──────── Exercise materials ────────

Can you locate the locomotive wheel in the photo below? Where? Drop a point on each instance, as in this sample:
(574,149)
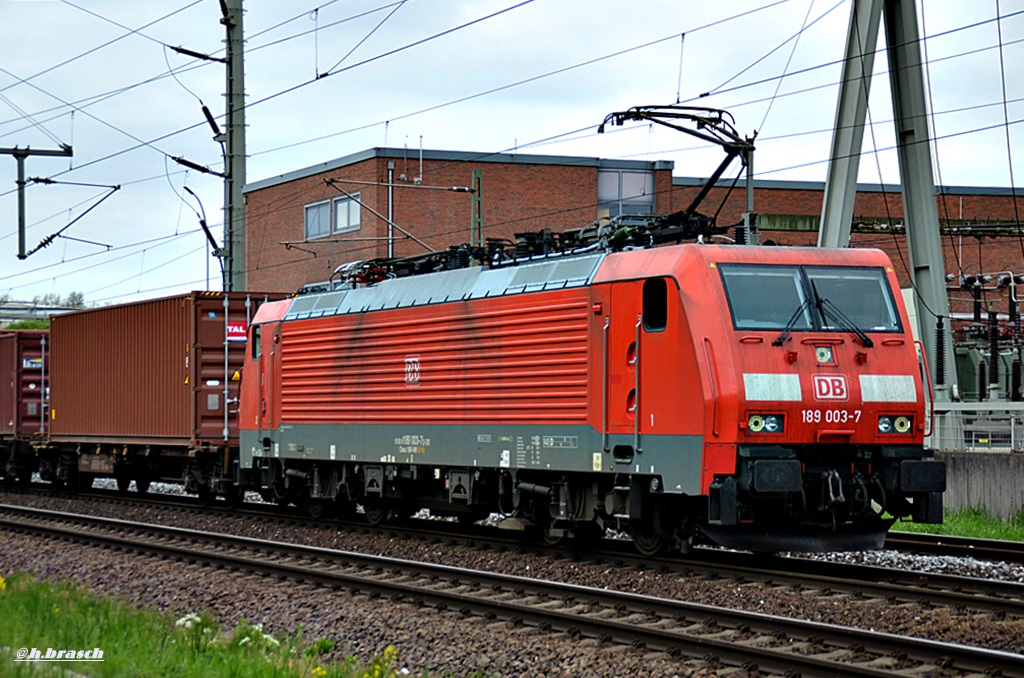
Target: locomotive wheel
(206,495)
(647,543)
(321,508)
(233,497)
(588,534)
(378,512)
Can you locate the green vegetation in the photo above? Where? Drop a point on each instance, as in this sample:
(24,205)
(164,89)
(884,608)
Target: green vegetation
(40,615)
(975,522)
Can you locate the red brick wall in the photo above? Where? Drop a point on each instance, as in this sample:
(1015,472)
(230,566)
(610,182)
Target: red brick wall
(517,197)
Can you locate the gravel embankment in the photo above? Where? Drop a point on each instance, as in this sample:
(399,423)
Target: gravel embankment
(443,642)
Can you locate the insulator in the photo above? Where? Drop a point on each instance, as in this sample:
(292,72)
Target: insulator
(976,295)
(1015,379)
(993,349)
(940,353)
(982,385)
(460,258)
(740,237)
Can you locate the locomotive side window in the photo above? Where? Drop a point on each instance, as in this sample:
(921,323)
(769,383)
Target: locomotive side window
(257,350)
(795,298)
(655,304)
(861,294)
(766,297)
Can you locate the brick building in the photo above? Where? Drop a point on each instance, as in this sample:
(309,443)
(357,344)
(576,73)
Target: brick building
(301,225)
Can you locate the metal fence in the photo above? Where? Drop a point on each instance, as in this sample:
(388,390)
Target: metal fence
(994,427)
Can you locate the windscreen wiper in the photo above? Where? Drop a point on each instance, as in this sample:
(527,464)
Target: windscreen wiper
(787,330)
(828,309)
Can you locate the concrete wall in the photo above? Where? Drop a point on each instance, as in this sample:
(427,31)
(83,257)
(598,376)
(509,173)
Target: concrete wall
(994,481)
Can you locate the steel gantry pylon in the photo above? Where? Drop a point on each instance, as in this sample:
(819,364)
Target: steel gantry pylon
(913,147)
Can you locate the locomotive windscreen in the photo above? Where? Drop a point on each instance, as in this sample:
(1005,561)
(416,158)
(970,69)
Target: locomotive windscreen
(772,297)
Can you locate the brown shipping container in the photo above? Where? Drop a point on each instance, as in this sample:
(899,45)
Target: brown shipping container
(23,383)
(152,372)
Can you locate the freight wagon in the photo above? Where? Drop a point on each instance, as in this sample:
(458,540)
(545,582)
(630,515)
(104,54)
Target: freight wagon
(146,391)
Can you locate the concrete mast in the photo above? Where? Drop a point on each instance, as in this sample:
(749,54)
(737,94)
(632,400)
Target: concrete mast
(235,155)
(913,143)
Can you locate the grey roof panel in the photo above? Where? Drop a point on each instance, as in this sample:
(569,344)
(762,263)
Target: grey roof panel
(460,285)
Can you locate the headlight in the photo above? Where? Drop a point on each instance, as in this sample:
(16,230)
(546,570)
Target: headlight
(766,423)
(890,424)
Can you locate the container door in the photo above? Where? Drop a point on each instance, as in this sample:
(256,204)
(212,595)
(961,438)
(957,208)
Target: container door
(30,384)
(622,357)
(267,345)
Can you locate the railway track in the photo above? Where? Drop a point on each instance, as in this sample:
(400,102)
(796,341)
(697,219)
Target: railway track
(983,549)
(809,577)
(718,636)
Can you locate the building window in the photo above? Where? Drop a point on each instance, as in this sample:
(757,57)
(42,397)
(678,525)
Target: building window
(317,219)
(346,213)
(622,192)
(655,304)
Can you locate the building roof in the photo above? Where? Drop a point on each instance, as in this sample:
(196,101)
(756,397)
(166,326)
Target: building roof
(414,155)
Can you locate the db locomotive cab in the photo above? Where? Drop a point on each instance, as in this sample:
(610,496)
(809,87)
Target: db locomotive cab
(830,416)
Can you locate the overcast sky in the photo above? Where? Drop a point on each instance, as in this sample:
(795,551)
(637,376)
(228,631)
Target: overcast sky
(94,74)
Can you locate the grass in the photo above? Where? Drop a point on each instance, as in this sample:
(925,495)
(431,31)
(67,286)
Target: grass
(136,642)
(974,522)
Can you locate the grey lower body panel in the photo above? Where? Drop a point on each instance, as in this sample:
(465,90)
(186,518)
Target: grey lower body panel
(676,459)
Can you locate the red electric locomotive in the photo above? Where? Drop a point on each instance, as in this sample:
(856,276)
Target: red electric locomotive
(761,397)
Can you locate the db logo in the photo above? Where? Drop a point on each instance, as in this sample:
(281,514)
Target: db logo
(413,370)
(829,387)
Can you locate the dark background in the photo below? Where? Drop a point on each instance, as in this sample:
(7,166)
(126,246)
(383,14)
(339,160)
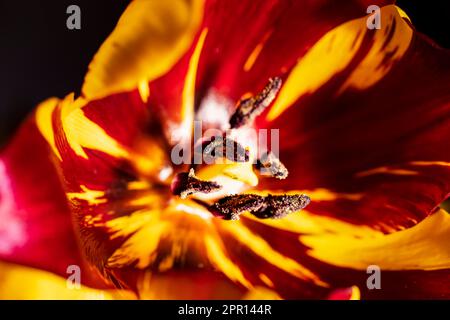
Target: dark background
(40,57)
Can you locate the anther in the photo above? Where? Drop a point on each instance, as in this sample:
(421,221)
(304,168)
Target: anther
(225,147)
(268,207)
(277,207)
(186,184)
(248,109)
(230,207)
(270,165)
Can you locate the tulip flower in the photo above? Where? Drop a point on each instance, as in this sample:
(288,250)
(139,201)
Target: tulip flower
(358,182)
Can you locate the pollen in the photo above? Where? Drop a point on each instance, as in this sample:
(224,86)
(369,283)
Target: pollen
(186,184)
(248,109)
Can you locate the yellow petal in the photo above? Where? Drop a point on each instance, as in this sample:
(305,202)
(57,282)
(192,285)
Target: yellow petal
(149,38)
(422,247)
(24,283)
(336,49)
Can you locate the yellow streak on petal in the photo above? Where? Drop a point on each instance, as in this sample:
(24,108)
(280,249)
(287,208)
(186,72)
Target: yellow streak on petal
(81,132)
(148,40)
(378,62)
(218,257)
(386,170)
(422,247)
(430,163)
(336,49)
(330,55)
(44,114)
(146,229)
(144,90)
(263,249)
(255,53)
(188,97)
(93,197)
(264,278)
(25,283)
(403,14)
(261,293)
(356,293)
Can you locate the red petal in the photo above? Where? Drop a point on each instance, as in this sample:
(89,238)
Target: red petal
(383,148)
(36,226)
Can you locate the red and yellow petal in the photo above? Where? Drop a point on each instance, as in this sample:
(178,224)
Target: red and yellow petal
(36,228)
(150,37)
(370,129)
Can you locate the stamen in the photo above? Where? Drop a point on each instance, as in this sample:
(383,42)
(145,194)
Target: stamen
(228,148)
(248,109)
(230,207)
(186,184)
(277,207)
(269,164)
(269,207)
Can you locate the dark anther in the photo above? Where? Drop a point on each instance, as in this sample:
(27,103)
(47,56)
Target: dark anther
(269,164)
(248,109)
(276,207)
(186,184)
(228,148)
(230,207)
(269,207)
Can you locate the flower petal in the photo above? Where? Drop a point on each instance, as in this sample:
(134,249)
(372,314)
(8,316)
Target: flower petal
(376,128)
(149,38)
(36,227)
(25,283)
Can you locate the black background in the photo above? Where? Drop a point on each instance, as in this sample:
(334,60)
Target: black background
(40,57)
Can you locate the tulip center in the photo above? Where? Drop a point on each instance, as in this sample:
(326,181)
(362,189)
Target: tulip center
(238,160)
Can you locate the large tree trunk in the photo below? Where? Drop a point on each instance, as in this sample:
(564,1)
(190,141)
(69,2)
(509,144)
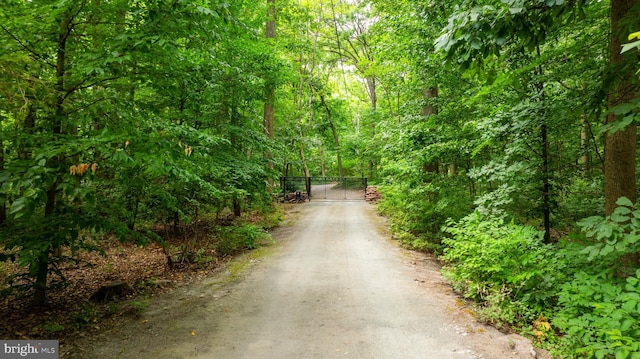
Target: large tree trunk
(620,147)
(3,207)
(42,265)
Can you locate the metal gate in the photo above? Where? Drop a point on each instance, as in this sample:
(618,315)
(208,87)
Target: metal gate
(330,188)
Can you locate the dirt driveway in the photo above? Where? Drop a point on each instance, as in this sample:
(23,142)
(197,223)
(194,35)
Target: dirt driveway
(332,286)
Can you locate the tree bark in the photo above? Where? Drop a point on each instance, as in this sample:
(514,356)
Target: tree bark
(428,110)
(42,264)
(620,147)
(334,132)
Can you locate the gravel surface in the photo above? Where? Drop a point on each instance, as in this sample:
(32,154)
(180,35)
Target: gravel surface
(332,286)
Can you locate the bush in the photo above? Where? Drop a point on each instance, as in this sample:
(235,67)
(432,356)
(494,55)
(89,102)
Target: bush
(238,238)
(599,307)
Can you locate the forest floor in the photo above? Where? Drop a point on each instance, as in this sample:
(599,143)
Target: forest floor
(70,313)
(331,285)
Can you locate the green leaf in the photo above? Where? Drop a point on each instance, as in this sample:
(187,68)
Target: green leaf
(629,46)
(624,201)
(622,353)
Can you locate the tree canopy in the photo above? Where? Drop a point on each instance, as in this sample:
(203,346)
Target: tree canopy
(495,124)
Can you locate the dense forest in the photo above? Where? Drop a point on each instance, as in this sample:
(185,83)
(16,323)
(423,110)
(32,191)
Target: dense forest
(501,133)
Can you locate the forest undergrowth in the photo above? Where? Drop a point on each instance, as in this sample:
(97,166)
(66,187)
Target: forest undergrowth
(186,254)
(578,297)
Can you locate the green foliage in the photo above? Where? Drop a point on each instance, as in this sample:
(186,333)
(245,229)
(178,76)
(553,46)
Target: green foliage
(503,266)
(599,315)
(599,307)
(234,239)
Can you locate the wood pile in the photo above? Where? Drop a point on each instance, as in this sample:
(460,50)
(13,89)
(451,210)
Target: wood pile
(371,194)
(296,197)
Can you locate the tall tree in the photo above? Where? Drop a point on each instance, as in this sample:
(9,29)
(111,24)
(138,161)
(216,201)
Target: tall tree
(620,146)
(270,87)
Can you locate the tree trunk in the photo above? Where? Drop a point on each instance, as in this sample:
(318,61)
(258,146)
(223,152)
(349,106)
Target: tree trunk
(3,206)
(270,89)
(334,132)
(544,143)
(620,147)
(42,264)
(584,138)
(427,110)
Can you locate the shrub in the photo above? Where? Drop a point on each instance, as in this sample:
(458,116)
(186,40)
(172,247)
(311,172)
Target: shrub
(503,266)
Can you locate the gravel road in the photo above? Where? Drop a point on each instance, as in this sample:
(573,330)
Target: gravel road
(332,286)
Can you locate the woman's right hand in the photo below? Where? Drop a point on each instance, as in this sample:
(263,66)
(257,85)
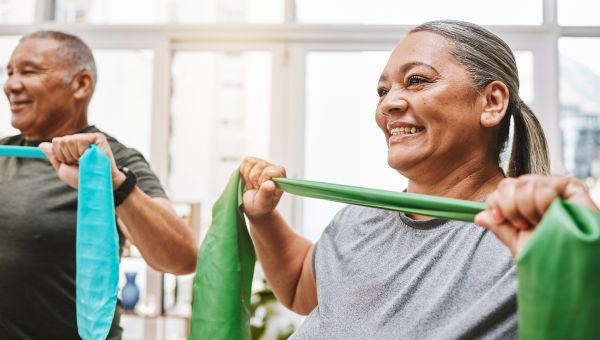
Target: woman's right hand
(262,195)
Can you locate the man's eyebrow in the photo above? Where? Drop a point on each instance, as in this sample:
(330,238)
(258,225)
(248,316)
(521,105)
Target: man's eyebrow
(406,67)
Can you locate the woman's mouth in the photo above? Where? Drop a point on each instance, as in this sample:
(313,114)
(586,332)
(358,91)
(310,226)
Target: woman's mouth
(406,130)
(404,133)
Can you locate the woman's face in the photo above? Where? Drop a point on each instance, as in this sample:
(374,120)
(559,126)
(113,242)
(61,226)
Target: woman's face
(428,110)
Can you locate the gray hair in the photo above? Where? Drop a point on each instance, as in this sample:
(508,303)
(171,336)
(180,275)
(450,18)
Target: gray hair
(73,50)
(488,58)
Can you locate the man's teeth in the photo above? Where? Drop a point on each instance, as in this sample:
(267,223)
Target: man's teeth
(405,130)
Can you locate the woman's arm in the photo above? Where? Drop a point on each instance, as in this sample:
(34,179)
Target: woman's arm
(517,206)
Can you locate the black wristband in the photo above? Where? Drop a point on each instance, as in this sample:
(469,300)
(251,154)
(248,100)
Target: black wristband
(121,193)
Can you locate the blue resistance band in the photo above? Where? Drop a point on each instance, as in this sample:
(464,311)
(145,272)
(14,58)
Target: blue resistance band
(97,241)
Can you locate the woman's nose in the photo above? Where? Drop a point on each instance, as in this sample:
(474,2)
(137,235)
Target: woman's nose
(393,102)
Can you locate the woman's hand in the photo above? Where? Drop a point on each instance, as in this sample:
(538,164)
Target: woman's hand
(518,204)
(262,195)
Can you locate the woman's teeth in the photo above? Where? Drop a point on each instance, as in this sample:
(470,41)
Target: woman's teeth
(405,130)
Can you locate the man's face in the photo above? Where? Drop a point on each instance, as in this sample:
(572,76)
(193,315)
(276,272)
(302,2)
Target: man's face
(39,98)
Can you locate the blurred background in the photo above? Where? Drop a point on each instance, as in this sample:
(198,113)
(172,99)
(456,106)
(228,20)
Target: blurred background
(196,85)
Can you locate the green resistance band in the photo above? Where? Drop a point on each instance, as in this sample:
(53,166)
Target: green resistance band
(222,286)
(97,241)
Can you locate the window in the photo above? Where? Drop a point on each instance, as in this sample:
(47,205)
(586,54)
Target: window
(220,113)
(168,11)
(580,106)
(17,11)
(379,12)
(7,45)
(578,12)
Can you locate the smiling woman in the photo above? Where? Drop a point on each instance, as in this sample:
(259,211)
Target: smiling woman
(446,97)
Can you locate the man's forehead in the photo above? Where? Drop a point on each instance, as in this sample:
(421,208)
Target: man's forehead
(36,51)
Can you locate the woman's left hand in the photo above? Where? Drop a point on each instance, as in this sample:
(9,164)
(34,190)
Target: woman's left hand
(518,204)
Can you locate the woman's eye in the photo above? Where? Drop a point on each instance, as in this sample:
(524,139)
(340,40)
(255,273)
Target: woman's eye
(416,80)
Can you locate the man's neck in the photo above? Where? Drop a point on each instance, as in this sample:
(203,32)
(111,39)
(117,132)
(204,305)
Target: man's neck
(65,128)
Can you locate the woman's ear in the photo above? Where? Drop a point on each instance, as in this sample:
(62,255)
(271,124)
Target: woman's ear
(495,96)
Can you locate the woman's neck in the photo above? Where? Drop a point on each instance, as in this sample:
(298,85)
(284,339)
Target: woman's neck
(471,181)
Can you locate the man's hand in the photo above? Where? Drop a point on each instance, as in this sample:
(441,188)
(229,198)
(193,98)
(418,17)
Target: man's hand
(263,195)
(64,153)
(518,205)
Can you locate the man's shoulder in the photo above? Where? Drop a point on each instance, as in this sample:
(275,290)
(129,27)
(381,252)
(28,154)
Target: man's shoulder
(119,150)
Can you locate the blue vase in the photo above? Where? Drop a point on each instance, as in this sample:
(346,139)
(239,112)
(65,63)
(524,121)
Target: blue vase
(130,294)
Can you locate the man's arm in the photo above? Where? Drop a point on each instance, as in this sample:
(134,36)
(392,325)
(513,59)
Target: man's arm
(151,224)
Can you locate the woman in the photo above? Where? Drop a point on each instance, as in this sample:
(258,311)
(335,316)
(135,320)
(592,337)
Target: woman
(447,95)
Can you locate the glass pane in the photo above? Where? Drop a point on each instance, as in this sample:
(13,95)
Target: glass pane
(7,45)
(17,11)
(168,11)
(220,108)
(580,106)
(578,12)
(122,102)
(342,142)
(416,12)
(525,67)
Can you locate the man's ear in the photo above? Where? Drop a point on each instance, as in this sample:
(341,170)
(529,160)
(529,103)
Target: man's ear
(83,85)
(495,96)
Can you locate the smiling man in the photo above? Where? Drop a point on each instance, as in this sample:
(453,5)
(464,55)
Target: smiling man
(51,79)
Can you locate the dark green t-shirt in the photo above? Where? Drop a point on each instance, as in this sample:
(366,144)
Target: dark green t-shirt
(37,243)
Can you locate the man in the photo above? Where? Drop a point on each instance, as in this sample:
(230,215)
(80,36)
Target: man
(51,78)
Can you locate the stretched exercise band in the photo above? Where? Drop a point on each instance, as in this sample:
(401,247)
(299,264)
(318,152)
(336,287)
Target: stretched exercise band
(97,241)
(558,271)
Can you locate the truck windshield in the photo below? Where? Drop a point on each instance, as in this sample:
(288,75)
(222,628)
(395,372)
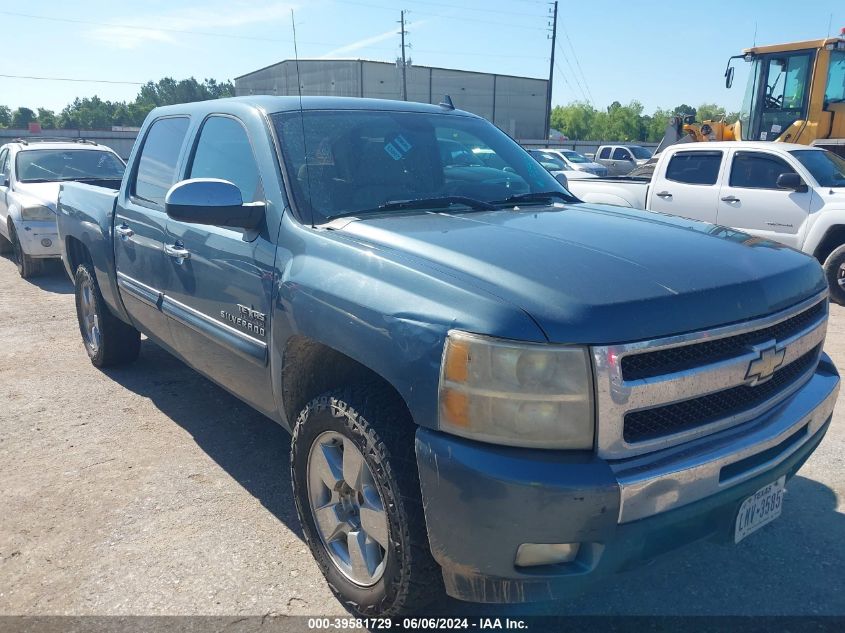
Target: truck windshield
(342,162)
(827,168)
(640,153)
(575,157)
(52,165)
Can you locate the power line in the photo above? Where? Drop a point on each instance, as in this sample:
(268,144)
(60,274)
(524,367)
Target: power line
(574,74)
(93,81)
(577,63)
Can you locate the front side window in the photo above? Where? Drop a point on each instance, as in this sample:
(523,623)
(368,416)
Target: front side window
(826,167)
(51,165)
(352,162)
(695,168)
(4,164)
(224,152)
(755,170)
(160,158)
(575,157)
(835,89)
(549,161)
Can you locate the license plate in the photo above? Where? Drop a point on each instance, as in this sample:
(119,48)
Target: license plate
(760,509)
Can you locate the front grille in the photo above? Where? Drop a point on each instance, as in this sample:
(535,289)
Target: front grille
(650,424)
(673,359)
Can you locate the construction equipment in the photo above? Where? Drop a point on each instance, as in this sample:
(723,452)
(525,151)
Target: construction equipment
(795,93)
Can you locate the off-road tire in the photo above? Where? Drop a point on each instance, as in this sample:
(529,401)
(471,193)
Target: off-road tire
(379,425)
(119,342)
(832,266)
(27,266)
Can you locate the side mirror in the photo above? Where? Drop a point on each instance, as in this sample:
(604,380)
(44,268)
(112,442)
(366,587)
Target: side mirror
(212,201)
(791,181)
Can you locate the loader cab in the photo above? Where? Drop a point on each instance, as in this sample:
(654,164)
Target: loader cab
(777,94)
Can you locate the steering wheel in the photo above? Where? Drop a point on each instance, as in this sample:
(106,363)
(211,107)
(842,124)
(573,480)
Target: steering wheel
(774,102)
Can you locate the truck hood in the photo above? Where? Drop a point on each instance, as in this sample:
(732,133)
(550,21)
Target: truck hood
(44,193)
(596,275)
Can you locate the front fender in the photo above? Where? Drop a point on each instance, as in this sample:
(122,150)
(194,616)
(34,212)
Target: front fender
(387,311)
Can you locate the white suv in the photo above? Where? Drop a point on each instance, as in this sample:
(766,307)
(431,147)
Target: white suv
(31,172)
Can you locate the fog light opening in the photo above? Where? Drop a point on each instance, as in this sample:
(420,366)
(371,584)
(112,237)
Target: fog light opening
(533,554)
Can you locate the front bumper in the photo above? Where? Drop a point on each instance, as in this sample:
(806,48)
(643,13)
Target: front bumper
(482,501)
(39,239)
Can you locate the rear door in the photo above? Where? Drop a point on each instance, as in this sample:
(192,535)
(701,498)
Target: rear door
(140,223)
(5,174)
(688,185)
(219,296)
(750,199)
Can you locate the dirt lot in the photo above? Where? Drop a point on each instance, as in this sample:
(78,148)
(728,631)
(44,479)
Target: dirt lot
(148,490)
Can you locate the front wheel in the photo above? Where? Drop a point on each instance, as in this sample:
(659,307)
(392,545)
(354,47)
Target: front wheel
(834,271)
(108,340)
(357,494)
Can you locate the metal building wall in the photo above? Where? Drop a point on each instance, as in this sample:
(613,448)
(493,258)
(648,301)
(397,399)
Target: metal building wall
(515,104)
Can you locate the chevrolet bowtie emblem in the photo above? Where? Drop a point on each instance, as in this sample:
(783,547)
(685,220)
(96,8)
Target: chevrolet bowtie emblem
(764,367)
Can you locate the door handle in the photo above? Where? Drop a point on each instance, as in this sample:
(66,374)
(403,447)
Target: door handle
(177,252)
(124,232)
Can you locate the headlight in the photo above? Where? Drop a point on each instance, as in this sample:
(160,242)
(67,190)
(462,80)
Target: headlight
(519,394)
(37,213)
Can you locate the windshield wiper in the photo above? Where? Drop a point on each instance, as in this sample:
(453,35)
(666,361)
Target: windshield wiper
(538,196)
(440,202)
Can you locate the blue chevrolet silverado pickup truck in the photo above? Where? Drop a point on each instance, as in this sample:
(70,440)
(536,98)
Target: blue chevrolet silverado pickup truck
(493,388)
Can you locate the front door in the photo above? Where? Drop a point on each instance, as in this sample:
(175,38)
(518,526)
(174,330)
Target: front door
(751,201)
(688,186)
(221,279)
(140,223)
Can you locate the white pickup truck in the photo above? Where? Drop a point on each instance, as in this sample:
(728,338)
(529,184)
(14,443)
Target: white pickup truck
(793,194)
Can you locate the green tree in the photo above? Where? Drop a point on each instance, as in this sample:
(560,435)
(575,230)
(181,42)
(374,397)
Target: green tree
(47,119)
(22,117)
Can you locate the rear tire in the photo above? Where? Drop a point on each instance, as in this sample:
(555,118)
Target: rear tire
(27,266)
(834,271)
(372,424)
(108,340)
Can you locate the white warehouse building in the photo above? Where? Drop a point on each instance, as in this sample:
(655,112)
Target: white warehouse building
(516,104)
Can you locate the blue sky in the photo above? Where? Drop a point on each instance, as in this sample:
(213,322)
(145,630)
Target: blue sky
(608,50)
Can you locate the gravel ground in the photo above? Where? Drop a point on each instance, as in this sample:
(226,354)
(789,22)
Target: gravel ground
(148,490)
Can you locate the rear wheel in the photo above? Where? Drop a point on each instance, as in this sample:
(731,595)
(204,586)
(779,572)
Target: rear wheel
(27,266)
(357,493)
(834,270)
(108,340)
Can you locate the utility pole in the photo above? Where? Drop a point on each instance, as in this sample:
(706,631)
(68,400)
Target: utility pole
(553,26)
(404,65)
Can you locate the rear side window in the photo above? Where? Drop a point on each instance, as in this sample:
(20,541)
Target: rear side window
(159,158)
(754,170)
(694,168)
(224,152)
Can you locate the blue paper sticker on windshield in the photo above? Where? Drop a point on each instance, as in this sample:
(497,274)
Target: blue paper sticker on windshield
(398,147)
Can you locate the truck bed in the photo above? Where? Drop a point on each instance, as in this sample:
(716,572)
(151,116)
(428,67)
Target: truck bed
(620,191)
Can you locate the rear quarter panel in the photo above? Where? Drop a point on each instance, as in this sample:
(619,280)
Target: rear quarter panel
(85,213)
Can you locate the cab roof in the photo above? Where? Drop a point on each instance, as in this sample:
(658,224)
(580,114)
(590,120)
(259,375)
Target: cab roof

────────

Goal of the exercise: In the listing above, find each line with "below" and copy it.

Task solution:
Can you locate the locomotive wheel in the photo below? Where? Drop a point on each instance, as in this sample:
Can you locate the dark background in the photo below? Where? Drop a point on each instance, as in this sample:
Can you locate the large tree trunk in the photo below? Where? Drop a point on each instance, as in this sample:
Can you locate the woman's right hand in the photo below? Where? Drop a point on each instance, as in this sample:
Can you locate the truck windshield in the photo below? Where? Drop a point on each instance, as in this sample:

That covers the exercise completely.